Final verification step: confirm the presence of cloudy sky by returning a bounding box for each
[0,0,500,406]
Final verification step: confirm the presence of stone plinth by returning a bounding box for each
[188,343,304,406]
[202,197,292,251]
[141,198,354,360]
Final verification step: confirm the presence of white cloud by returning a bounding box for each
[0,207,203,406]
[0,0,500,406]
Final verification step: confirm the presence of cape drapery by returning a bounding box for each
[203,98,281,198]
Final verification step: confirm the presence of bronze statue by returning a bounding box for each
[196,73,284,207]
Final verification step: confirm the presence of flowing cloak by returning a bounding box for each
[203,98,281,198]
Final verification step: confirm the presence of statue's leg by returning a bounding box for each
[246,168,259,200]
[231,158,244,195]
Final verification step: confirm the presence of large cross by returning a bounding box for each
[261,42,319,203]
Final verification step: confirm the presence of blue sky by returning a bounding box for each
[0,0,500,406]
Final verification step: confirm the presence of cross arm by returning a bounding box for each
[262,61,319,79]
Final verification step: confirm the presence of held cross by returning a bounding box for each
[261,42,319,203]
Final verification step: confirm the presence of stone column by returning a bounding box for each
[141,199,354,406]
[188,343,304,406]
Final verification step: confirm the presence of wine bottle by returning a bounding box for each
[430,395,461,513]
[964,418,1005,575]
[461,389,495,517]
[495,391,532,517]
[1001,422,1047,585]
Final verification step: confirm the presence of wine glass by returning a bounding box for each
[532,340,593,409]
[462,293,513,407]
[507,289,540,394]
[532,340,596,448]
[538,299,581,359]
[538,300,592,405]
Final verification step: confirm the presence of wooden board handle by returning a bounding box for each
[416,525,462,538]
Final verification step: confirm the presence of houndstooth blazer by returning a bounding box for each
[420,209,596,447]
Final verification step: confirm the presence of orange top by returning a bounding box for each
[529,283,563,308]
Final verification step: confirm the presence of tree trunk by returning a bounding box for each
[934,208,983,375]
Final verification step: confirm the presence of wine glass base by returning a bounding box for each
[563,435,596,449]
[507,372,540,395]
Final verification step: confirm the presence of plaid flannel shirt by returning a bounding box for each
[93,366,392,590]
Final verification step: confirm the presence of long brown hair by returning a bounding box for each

------------

§ What the task asks
Exactly reproduce every line of the records.

§ Full response
Final verification step: confirm the presence of cloudy sky by returning a bounding box for each
[0,0,500,406]
Final verification step: confirm the presence of stone plinth by returning a bounding box for each
[188,343,304,406]
[202,197,292,251]
[141,198,354,360]
Final verification step: confirm the presence of white cloud by returning a bounding box for each
[0,207,203,406]
[0,0,500,406]
Final verification step: confirm the presence of cape drapery by returning a bounding box for each
[203,98,281,198]
Final verification step: confirm the presence of bronze statue by returning a bounding box for each
[196,73,284,207]
Final verification step: confirm the presence of flowing cloak by returning a bounding box for each
[203,98,281,198]
Final verification step: confirm the presence of statue's leg by returning a bounding box for each
[246,168,259,200]
[231,158,244,195]
Final verification step: confirm the presence of large cross by returning a bounding box for each
[261,42,319,203]
Final verification step: confirm the presence of blue sky by returning a bounding box for each
[0,0,500,406]
Final verification step: confirm the presence of cross arm by returning a bounding box for each
[262,61,319,79]
Final verification step: confirm the presence of held cross by returning a bounding box for each
[261,42,319,203]
Final verification step: confirm the presence of stone column by returning a bounding box for each
[141,199,354,406]
[188,343,304,406]
Final verification step: confirm the presence of wine bottle by returning a bounding box for each
[430,395,461,513]
[964,418,1005,575]
[461,389,495,517]
[495,391,532,517]
[1001,422,1047,585]
Final verification step: confirm the presence of wine glass by returning a bounding box for each
[532,340,593,409]
[462,293,513,407]
[507,289,540,394]
[532,340,596,448]
[538,299,581,359]
[538,300,592,405]
Final verification step: confirm the presence of wooden board handle by returning a bounding box for each
[416,525,462,538]
Final verification step: confirm the presence of houndstooth blazer by returning a bounding box for each
[420,209,596,447]
Final verification step: confirm the presence of orange top by returning a bounding box for each
[529,283,563,308]
Final verification step: confirm the presence of tree trunk by returning a bounding box for each
[934,208,983,375]
Final verification step: confirm the presence of wine glass base by returning a bounding box for each
[563,435,596,449]
[507,372,540,395]
Final verification step: confirm the presence of plaid flannel shirt by returning a bounding box for each
[93,366,392,590]
Final verification step: confirm the presence of long brown hair by returning a bounding box for each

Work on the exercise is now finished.